WHAT YOU HAVE TO DO: Would you print all of the entries exactly, please, but without their pictures?

RECORDS FOR THIS EXERCISE:
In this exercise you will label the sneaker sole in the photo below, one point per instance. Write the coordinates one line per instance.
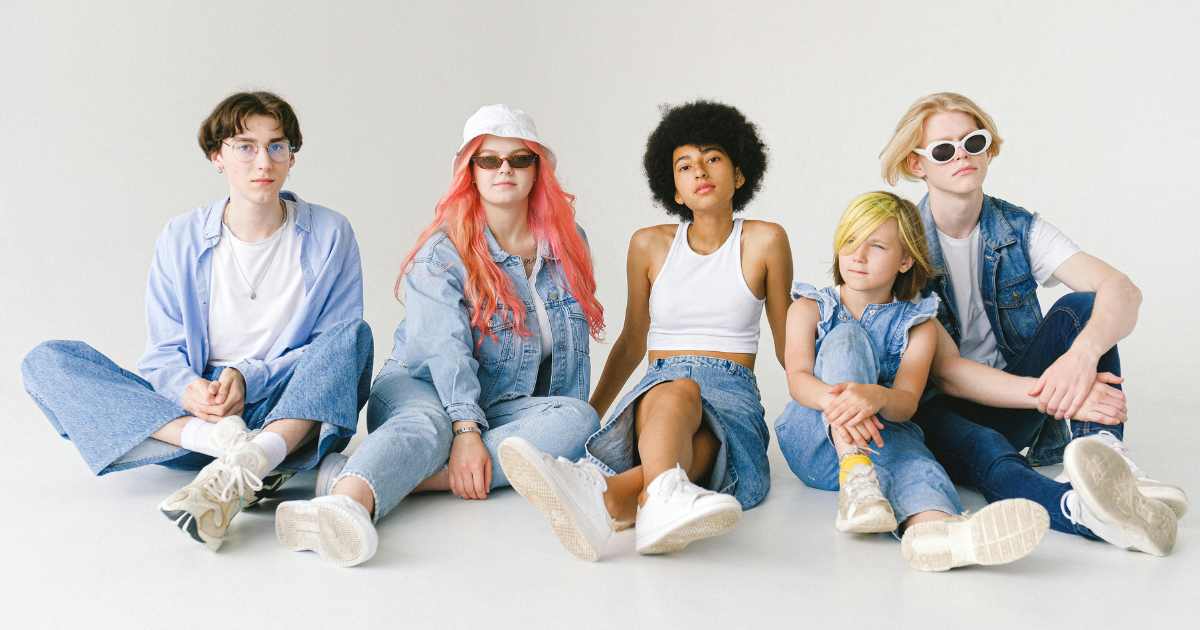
(334, 533)
(1173, 497)
(713, 522)
(327, 471)
(526, 477)
(186, 523)
(997, 534)
(1108, 489)
(873, 522)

WRITTEN RESPONSE:
In this exercise you will label the sneaker sole in the photo below, one point per instance. Write the coordinates one line per instance.
(334, 533)
(1173, 497)
(713, 522)
(327, 471)
(526, 477)
(186, 523)
(997, 534)
(1108, 489)
(873, 522)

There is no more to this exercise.